_What you have to do_:
Somewhere below are a line with "Target: calm water surface" and a later line with "point_to reports the position of each instance of the embossed". Output exactly those lines and all lines between them.

== Data extract

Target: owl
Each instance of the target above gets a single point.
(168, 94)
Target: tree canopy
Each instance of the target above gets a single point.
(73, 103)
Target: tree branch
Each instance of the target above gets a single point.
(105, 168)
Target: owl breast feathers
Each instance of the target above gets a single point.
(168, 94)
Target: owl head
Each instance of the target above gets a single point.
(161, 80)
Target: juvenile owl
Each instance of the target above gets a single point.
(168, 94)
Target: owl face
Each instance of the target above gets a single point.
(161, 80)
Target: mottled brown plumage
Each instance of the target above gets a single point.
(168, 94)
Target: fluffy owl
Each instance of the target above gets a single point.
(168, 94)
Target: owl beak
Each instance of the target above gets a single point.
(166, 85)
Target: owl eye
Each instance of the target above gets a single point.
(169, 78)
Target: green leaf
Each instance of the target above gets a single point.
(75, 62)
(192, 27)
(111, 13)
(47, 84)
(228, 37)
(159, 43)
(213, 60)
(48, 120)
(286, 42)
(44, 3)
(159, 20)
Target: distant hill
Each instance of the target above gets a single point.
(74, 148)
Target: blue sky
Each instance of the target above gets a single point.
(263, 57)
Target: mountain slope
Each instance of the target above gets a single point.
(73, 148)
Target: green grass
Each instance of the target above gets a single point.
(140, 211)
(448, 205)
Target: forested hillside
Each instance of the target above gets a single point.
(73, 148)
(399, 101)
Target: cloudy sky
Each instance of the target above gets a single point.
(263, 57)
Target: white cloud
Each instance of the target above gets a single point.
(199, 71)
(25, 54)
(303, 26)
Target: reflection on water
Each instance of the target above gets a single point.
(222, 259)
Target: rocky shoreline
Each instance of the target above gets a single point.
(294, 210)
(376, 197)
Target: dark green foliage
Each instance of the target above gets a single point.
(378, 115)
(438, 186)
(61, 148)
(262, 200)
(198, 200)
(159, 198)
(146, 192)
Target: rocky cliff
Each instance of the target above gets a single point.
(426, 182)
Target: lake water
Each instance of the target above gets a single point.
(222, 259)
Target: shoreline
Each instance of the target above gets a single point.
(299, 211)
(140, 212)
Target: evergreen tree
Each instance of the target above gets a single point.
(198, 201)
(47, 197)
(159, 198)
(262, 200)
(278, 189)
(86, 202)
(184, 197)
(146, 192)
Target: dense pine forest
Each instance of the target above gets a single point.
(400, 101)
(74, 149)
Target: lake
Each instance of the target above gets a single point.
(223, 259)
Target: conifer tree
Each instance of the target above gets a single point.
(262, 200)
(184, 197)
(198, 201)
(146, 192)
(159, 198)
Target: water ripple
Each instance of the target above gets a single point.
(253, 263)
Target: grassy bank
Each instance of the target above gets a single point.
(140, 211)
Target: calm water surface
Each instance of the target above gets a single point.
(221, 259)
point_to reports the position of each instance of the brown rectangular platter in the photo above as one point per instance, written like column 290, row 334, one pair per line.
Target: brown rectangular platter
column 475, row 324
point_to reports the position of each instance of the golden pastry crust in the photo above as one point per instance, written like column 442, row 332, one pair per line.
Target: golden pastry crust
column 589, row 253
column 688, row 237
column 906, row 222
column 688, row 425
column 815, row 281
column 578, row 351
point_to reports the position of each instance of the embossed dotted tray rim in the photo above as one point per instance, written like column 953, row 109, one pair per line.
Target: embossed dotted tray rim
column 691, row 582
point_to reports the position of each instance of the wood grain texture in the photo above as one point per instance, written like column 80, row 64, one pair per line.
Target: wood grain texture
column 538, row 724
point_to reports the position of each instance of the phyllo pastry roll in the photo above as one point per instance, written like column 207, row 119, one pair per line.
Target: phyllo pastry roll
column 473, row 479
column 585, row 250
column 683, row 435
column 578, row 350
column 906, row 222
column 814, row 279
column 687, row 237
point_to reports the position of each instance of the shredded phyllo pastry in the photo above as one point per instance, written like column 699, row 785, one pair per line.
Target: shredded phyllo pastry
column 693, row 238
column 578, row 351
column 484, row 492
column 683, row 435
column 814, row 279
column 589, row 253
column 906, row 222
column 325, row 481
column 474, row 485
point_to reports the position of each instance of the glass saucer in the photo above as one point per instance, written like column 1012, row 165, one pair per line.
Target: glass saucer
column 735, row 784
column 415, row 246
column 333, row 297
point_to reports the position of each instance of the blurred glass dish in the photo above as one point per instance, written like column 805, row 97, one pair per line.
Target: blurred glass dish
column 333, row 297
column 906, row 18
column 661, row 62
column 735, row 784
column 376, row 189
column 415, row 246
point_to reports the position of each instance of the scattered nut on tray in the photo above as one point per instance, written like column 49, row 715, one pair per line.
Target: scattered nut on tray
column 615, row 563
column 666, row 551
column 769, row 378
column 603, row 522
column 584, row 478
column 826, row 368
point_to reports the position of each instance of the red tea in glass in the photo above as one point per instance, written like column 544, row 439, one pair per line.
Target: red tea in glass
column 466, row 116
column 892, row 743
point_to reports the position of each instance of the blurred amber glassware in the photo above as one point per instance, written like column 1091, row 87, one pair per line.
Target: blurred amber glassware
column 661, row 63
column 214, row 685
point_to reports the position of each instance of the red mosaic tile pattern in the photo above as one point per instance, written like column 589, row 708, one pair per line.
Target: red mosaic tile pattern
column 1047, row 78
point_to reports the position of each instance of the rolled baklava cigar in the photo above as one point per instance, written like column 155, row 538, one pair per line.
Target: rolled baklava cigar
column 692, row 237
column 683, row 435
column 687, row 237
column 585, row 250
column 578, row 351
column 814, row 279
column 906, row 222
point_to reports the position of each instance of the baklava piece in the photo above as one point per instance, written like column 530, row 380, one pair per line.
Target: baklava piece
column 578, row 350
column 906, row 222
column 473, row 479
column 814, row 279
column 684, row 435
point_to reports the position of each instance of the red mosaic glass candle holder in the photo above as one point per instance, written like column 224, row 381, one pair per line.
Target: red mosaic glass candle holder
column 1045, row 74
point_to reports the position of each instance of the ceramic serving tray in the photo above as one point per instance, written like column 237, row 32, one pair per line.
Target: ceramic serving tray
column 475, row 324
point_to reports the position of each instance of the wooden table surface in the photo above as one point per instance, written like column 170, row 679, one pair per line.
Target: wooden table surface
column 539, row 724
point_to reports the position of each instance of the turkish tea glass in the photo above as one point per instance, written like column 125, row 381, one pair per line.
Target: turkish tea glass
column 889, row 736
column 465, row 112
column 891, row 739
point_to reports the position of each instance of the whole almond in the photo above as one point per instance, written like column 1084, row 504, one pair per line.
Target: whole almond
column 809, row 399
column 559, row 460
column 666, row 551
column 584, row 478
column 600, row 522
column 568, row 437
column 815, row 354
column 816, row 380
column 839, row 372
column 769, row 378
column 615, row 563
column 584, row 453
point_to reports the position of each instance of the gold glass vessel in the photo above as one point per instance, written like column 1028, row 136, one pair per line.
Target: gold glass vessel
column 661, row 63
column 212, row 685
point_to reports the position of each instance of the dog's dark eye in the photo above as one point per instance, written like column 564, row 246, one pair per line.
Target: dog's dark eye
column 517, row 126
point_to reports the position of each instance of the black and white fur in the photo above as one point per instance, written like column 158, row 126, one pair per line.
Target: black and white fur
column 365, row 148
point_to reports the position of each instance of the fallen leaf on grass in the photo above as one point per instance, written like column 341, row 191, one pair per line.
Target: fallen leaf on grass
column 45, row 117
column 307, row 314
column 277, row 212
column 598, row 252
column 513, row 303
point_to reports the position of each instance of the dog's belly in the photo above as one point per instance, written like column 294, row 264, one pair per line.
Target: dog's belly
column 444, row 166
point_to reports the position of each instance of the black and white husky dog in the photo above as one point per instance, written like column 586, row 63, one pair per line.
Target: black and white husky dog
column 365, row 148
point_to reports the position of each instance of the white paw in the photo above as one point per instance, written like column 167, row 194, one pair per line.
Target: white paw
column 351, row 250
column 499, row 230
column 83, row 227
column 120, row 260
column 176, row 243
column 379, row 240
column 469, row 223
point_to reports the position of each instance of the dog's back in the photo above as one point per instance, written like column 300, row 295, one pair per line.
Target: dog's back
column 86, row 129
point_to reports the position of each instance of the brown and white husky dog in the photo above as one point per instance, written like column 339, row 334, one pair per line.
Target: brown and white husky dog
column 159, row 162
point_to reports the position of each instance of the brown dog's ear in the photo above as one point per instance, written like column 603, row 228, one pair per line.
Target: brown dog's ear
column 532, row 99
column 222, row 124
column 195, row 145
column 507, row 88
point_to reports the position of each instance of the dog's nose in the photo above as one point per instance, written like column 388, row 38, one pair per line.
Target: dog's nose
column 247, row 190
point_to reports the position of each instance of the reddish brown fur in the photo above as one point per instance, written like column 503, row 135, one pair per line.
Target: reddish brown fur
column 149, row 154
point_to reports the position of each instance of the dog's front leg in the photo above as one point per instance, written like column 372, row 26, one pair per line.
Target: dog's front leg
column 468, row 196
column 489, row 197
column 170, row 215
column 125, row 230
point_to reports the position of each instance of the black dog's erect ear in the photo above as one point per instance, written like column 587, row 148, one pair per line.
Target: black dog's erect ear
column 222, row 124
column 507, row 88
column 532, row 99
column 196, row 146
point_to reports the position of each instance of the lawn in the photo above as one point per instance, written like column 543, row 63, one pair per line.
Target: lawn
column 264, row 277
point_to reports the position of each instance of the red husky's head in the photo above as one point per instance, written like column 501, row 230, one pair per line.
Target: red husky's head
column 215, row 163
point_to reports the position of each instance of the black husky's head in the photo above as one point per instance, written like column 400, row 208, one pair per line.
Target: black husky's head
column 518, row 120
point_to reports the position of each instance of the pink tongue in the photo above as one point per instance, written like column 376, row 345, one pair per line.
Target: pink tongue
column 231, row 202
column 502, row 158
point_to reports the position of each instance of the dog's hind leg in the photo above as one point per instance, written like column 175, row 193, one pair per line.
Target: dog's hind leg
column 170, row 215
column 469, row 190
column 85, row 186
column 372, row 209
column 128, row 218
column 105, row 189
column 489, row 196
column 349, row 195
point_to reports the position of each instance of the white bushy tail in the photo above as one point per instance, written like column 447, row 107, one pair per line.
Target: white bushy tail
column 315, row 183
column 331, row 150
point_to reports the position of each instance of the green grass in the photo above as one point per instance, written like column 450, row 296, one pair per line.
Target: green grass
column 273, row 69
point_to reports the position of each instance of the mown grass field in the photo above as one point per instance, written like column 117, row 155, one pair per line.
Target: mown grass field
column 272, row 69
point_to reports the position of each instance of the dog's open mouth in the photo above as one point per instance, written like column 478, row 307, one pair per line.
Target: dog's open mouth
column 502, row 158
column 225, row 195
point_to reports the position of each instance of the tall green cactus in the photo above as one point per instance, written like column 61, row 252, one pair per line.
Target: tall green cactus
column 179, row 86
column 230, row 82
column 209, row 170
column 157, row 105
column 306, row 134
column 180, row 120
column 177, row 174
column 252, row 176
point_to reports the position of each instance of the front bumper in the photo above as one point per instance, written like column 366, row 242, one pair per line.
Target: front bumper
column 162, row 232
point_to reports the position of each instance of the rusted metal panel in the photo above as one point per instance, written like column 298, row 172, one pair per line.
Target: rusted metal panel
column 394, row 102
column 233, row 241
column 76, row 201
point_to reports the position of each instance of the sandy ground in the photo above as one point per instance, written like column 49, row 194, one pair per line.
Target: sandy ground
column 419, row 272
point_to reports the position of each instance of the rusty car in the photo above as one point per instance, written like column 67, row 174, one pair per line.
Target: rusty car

====

_Your response_:
Target: calm water surface
Each instance of the target above gets a single point.
(221, 259)
point_to reports the position of each instance of the brown rectangular platter in the photo above as one point per instance, written like column 290, row 334, one pair per line.
Target: brown rectangular platter
column 475, row 324
point_to reports the position of each instance of the golden pastry crust in the photo above as one point per instance, written like column 442, row 332, one pair per line.
Target: golden pastry crust
column 589, row 253
column 688, row 237
column 906, row 222
column 688, row 425
column 815, row 281
column 578, row 351
point_to reports the position of each instance of the embossed dotted tray rim in the photo above as one point per instance, written like column 953, row 109, one pair per line.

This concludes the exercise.